(Records)

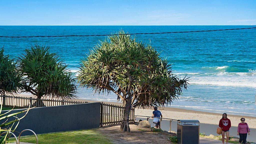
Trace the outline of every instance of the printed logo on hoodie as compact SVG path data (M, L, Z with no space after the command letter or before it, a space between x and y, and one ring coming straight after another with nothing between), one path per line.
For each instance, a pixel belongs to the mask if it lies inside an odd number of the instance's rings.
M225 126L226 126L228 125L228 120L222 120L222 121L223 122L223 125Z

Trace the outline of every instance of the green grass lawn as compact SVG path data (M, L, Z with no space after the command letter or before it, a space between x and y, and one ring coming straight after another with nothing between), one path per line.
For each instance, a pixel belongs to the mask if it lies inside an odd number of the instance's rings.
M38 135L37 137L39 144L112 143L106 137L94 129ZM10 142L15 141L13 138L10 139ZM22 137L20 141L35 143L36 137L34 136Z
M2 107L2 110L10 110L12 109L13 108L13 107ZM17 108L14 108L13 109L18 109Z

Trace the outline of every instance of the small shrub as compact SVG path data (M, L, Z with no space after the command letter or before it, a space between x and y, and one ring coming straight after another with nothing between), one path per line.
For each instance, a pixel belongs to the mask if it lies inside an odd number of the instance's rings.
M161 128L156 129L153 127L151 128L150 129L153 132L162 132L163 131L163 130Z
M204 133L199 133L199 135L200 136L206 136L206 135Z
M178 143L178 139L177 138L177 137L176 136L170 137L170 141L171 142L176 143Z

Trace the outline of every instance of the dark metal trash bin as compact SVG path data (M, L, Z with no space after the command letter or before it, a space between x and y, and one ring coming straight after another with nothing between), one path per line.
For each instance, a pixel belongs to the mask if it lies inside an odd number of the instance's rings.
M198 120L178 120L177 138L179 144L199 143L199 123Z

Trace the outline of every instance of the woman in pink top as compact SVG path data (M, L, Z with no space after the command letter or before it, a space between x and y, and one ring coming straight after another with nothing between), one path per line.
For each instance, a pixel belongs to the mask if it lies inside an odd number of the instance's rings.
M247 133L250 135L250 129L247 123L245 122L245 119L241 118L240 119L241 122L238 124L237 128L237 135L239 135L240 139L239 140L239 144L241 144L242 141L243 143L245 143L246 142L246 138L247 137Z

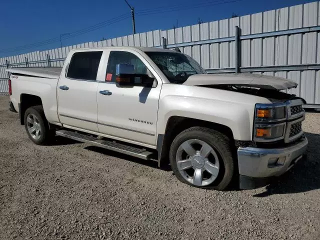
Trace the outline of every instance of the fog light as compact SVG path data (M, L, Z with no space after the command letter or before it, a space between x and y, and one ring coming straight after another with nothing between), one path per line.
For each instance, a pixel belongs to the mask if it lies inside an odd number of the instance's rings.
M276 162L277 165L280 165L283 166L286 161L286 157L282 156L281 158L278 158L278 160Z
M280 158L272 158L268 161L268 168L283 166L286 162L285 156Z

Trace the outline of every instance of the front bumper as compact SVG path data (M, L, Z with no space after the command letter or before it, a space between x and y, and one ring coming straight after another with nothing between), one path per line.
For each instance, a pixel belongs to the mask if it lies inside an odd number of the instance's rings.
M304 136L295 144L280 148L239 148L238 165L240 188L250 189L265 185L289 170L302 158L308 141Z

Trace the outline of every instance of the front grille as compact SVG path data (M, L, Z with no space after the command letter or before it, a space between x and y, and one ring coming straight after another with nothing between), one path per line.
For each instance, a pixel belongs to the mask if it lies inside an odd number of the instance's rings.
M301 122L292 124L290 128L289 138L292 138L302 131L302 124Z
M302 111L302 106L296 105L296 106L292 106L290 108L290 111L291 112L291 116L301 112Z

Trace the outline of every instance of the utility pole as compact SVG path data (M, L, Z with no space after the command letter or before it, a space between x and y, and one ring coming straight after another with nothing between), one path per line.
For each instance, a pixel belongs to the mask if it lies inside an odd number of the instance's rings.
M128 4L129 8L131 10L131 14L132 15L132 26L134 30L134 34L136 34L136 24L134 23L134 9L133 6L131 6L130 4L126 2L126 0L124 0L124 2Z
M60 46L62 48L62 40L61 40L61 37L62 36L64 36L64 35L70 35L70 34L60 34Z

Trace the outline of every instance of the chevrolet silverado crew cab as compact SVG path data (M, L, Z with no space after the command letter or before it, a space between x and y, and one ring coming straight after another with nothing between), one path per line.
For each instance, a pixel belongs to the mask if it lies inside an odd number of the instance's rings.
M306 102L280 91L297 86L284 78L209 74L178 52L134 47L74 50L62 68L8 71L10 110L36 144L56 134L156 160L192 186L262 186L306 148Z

* * *

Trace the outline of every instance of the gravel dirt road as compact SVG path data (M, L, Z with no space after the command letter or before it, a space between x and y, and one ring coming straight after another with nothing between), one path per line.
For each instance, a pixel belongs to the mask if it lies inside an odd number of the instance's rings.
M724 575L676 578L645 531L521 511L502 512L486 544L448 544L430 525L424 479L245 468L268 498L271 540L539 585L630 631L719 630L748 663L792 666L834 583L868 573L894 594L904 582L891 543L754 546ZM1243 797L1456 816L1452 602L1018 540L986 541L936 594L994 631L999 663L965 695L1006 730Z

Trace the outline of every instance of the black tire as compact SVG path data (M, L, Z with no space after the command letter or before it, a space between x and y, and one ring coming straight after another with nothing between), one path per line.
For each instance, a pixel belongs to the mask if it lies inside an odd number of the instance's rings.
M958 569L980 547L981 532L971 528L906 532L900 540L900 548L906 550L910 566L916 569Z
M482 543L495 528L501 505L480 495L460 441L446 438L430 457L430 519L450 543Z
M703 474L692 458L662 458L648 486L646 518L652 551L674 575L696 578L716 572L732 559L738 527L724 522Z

Exercise details: Rewrite the data from the line with "Trace the outline of every instance of the black" to the line with "M703 474L692 458L662", switching "black tire" to "dark rubber tire" and keeping everything else the same.

Reply to the task:
Trace the outline of every instance of the dark rubber tire as compact SVG path data (M, L, Z with no space after the command letter or before it, a space between x and y, and one ring coming straight after another with nothing between), one path per line.
For each instance, a pixel belongs to the mask if it lies inside an odd number of the instance's rings.
M958 569L980 547L981 532L971 528L906 532L900 540L900 548L906 550L910 566L916 569Z
M482 543L495 528L501 505L480 495L460 441L446 438L430 457L430 519L450 543Z
M703 474L692 458L662 458L648 486L646 518L652 551L674 575L696 578L716 572L732 559L738 527L724 522Z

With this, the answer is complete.